Supplied text:
**********

Tuesday 31st May, 2011

Business analytics is, of course, nothing new. Big Four firms and engineering consultancies have long retained small groups of economists to analyse the macro-economic environment; strategy firms have typically taken an analytical approach to assessing – say – the attractiveness of a new market. However, in all such cases, business analytics has been a back-office function, something that is part of another service offered by the firm.

But there are three reasons why analytics is now emerging, blinking, into the limelight.

**********

Material shown:
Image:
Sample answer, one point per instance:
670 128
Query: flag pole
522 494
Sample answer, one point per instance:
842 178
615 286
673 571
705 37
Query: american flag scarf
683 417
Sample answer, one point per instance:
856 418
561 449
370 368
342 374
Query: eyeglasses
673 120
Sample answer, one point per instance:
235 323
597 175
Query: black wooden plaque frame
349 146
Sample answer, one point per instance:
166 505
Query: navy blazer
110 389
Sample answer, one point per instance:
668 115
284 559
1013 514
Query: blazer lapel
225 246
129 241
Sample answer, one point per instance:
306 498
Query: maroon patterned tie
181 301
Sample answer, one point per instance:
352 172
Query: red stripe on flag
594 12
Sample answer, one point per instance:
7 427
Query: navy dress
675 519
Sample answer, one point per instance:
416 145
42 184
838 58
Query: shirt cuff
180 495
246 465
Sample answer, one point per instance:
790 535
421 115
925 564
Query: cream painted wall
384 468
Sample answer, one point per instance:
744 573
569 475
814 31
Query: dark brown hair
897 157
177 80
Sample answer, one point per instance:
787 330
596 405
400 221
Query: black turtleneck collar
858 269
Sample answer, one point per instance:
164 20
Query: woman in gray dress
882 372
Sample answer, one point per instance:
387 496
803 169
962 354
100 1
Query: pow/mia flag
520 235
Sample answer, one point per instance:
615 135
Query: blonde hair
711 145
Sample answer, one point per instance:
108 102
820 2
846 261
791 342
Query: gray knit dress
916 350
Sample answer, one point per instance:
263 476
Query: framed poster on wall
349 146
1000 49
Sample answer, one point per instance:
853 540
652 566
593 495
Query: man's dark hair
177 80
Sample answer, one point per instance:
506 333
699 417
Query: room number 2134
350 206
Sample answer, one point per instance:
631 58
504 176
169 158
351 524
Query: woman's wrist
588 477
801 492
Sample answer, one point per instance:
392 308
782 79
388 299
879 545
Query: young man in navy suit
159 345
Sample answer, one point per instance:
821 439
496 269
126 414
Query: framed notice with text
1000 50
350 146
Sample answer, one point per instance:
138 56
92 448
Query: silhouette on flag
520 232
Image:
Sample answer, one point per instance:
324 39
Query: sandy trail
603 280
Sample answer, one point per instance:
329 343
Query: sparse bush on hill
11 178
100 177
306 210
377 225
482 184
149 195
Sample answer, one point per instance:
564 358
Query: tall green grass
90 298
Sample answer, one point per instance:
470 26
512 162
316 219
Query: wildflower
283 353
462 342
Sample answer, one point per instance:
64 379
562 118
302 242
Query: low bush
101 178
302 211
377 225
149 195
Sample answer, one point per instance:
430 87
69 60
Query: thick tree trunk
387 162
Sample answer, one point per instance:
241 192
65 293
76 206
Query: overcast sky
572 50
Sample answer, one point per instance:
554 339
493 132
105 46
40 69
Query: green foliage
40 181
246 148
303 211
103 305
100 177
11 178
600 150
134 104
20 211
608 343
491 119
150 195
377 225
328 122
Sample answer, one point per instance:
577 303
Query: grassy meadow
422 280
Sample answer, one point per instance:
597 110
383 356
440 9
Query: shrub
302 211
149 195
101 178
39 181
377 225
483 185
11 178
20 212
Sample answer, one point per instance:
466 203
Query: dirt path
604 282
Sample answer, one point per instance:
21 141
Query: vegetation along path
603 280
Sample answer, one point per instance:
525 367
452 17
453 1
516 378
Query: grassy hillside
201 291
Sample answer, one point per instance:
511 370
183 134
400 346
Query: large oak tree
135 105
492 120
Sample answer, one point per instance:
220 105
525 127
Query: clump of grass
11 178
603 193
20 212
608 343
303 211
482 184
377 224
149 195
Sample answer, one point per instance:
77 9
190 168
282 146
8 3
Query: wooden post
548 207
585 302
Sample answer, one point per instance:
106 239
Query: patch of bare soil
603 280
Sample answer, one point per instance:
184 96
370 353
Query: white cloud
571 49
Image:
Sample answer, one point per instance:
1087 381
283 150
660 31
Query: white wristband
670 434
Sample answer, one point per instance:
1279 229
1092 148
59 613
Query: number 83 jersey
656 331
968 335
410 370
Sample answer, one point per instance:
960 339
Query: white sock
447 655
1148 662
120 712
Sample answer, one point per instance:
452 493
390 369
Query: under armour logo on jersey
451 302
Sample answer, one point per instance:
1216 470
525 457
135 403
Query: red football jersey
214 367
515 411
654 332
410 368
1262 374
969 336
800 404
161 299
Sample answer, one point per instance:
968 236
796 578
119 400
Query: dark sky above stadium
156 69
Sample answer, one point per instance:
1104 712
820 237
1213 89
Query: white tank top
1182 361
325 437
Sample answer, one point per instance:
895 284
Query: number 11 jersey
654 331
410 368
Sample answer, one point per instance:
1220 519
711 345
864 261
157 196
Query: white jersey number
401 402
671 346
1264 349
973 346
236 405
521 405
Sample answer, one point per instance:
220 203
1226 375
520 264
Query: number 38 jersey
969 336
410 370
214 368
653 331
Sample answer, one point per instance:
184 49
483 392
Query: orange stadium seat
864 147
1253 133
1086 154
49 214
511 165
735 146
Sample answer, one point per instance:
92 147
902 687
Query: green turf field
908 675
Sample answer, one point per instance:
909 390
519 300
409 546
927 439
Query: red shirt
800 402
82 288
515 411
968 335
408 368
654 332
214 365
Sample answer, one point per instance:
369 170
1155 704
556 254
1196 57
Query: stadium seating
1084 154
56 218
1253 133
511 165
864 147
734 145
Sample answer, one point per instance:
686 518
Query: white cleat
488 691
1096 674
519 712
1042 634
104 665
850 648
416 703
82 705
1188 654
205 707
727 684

**********

Exercise tasks:
• A. Check each statement against the passage on business analytics and answer yes or no, quoting the words of the passage that decide it: (i) Business analytics is presented as a new development. (ii) Strategy firms have typically assessed the attractiveness of a new market analytically. (iii) Engineering consultancies have long retained large teams of economists.
• B. Reproduce the stretch of the passage on business analytics from "Business analytics is, of" through "by the firm.", word for word.
The records come from a source unrelated to the text.

Responses to the tasks:
• A.
(i) No: "Business analytics is, of course, nothing new."
(ii) Yes: "strategy firms have typically taken an analytical approach to assessing – say – the attractiveness of a new market"
(iii) No: "have long retained small groups of economists"

• B.
Business analytics is, of course, nothing new. Big Four firms and engineering consultancies have long retained small groups of economists to analyse the macro-economic environment; strategy firms have typically taken an analytical approach to assessing – say – the attractiveness of a new market. However, in all such cases, business analytics has been a back-office function, something that is part of another service offered by the firm.